→ PROBLEM: Rewrite all of the material below, replacing "query" with "prompt" everywhere it occurs and keeping every other character the same.

Detection examples:
※
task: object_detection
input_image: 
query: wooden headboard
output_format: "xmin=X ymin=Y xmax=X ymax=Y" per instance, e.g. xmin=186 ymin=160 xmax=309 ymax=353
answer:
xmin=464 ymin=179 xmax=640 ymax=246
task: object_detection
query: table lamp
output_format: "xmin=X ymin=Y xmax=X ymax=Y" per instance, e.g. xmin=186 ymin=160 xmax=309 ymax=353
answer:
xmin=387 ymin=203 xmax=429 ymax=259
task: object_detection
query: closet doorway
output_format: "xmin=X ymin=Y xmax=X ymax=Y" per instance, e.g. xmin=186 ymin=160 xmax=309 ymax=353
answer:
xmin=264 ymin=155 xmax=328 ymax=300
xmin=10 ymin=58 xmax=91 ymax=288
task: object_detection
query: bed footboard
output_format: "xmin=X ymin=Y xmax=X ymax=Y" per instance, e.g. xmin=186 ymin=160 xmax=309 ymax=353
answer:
※
→ ANSWER TO THE TASK:
task: object_detection
input_image: 
prompt: wooden headboard
output_format: "xmin=X ymin=Y xmax=X ymax=Y" per instance, e.g. xmin=186 ymin=160 xmax=309 ymax=353
answer:
xmin=464 ymin=179 xmax=640 ymax=246
task: object_detection
prompt: table lamp
output_format: "xmin=X ymin=Y xmax=X ymax=Y" per instance, e.g. xmin=186 ymin=160 xmax=309 ymax=353
answer:
xmin=387 ymin=203 xmax=429 ymax=259
task: object_detection
prompt: closet doorway
output_format: "xmin=X ymin=Y xmax=X ymax=Y" per instance, e.g. xmin=186 ymin=160 xmax=309 ymax=353
answer:
xmin=264 ymin=155 xmax=328 ymax=300
xmin=10 ymin=58 xmax=91 ymax=288
task: object_detection
prompt: bed footboard
output_format: "xmin=X ymin=Y xmax=X ymax=Y" per instance, e.g. xmin=186 ymin=160 xmax=309 ymax=353
answer:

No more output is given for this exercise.